To do: Using the data below, set down every line from the one containing "point: pink and" through the one containing "Target: dark wood finish", inclusive and unchanged. Pictures are to be skipped.

Data excerpts:
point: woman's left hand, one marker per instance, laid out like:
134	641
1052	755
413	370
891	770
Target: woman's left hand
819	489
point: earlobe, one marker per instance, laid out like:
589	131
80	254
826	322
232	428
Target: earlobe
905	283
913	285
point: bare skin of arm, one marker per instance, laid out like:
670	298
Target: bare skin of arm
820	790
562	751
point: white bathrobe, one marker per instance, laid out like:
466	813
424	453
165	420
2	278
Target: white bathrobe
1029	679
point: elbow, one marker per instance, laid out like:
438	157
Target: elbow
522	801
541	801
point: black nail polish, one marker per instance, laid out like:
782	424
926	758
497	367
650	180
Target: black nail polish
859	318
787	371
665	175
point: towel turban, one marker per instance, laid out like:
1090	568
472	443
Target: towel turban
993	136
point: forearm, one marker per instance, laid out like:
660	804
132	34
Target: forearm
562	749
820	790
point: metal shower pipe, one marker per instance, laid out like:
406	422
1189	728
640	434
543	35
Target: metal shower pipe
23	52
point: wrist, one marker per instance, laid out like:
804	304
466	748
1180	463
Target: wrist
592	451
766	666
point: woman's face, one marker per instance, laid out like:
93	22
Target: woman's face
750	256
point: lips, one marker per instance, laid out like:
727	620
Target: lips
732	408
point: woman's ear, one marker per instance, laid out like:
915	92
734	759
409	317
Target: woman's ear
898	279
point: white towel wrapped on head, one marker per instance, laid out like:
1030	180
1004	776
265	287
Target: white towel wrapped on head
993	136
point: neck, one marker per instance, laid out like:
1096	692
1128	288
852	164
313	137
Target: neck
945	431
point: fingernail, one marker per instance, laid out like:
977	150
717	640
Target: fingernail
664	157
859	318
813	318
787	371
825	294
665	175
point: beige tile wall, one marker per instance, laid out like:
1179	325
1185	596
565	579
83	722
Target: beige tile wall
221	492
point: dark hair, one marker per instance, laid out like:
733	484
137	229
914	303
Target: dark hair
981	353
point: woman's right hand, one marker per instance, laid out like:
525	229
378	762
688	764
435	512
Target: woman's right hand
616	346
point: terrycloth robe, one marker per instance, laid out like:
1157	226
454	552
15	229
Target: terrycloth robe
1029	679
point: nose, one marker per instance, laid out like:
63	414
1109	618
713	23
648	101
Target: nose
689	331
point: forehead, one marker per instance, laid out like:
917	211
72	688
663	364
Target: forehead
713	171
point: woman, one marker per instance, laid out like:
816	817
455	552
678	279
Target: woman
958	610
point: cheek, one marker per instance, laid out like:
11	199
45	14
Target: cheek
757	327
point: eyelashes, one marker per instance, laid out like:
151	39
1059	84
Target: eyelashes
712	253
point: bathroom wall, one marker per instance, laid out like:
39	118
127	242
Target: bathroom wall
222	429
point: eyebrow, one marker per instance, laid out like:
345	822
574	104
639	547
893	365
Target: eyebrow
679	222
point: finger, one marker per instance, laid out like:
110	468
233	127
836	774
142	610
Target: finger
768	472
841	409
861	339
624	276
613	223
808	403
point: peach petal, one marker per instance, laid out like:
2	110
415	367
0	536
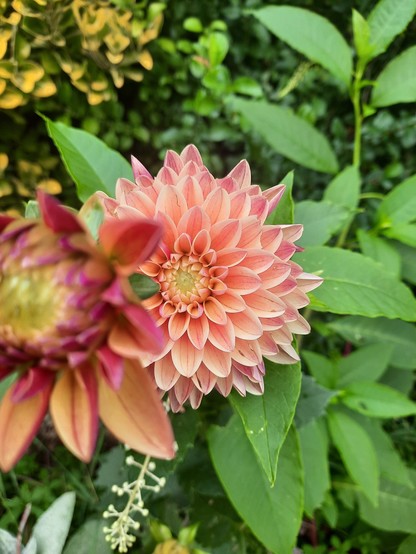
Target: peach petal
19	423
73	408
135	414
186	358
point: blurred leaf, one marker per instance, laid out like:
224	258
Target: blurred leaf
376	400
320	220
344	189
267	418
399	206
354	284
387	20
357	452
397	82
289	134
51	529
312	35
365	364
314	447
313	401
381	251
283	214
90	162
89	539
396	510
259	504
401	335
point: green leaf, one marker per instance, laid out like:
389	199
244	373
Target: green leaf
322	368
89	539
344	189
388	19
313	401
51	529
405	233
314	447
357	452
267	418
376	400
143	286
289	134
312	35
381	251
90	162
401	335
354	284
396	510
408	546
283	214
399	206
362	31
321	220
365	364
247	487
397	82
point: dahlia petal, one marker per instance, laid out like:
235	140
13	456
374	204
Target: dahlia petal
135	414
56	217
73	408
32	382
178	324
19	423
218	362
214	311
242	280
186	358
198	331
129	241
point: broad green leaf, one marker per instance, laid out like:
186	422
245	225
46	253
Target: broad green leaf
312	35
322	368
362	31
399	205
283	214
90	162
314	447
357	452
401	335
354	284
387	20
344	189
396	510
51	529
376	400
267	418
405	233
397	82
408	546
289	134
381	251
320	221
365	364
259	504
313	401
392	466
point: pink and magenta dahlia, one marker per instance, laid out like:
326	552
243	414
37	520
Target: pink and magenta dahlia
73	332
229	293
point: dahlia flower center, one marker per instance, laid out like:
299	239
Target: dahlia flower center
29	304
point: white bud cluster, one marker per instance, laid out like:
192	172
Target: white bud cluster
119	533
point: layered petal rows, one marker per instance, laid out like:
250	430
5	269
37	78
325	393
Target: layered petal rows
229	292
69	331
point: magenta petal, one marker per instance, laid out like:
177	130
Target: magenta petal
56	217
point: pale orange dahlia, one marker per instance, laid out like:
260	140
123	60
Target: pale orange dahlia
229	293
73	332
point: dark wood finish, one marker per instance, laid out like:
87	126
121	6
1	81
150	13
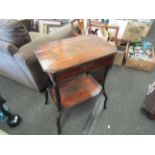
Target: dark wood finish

* * *

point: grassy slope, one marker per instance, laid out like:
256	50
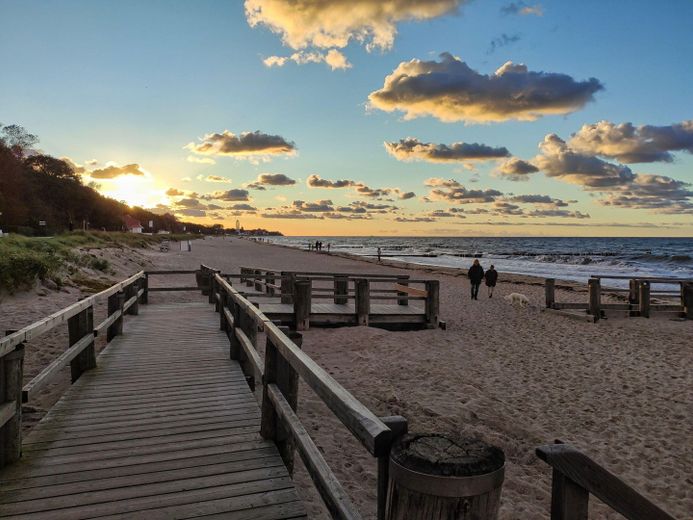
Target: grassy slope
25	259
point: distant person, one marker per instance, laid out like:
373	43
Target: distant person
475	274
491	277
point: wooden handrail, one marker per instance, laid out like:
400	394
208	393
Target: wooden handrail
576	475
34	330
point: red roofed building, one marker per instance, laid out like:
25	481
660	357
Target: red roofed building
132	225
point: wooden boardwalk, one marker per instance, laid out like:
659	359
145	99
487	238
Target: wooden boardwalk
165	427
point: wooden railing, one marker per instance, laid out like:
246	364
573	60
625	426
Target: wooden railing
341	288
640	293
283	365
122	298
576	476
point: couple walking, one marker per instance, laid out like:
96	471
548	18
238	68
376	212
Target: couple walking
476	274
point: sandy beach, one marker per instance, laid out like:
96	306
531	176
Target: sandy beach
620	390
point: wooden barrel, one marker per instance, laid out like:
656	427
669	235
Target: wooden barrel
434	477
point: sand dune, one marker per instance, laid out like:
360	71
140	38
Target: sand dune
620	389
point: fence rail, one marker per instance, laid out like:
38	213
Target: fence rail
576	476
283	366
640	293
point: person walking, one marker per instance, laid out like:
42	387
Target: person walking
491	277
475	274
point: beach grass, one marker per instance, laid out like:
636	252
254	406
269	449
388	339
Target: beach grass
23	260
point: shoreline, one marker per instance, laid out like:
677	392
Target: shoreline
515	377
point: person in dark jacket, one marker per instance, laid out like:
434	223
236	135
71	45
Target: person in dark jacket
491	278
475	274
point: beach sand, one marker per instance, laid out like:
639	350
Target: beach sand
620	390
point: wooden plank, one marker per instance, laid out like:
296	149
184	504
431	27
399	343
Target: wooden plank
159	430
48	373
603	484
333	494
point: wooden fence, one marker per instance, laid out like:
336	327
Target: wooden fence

---

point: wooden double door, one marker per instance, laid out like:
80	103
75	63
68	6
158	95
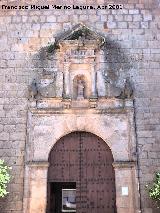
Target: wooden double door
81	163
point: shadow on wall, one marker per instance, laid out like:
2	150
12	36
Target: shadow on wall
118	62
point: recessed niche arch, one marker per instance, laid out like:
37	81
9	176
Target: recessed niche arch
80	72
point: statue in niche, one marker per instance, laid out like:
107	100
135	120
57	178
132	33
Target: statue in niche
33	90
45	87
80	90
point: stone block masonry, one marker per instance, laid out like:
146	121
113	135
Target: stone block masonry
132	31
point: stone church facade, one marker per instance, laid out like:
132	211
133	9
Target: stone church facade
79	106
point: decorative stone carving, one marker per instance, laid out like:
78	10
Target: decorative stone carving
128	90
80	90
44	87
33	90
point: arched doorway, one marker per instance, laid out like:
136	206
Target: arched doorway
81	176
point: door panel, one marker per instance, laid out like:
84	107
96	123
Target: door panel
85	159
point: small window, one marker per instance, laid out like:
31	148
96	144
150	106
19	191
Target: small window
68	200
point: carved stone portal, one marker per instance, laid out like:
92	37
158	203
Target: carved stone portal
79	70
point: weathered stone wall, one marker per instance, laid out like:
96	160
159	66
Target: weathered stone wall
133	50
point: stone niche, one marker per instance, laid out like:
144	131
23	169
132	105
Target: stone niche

Response for this exercise:
point: pink and magenta dahlia, one marker per instance, laid out like:
326	552
243	414
37	520
Target: pink and magenta dahlia
73	332
229	293
point: dahlia flower center, one marker per instance, laid out like:
299	239
Target: dahlia flower center
29	304
point: white bud cluster, one marker per instance, laid out like:
192	172
Target: white bud cluster
119	533
point: layered petal rows, one marker per instance, laid out like:
250	430
5	269
37	78
325	393
Target: layered petal rows
229	292
69	331
point: magenta petal, one marker per instance, laid out like:
177	130
Target: magenta petal
56	217
point: pale orange dahlia, one marker per instance, laid out like:
260	140
123	60
Target: pale orange dahlia
229	293
73	332
point: dark wood finish, one marker per instance, laid out like:
87	126
121	6
1	81
150	13
Target: dark wood finish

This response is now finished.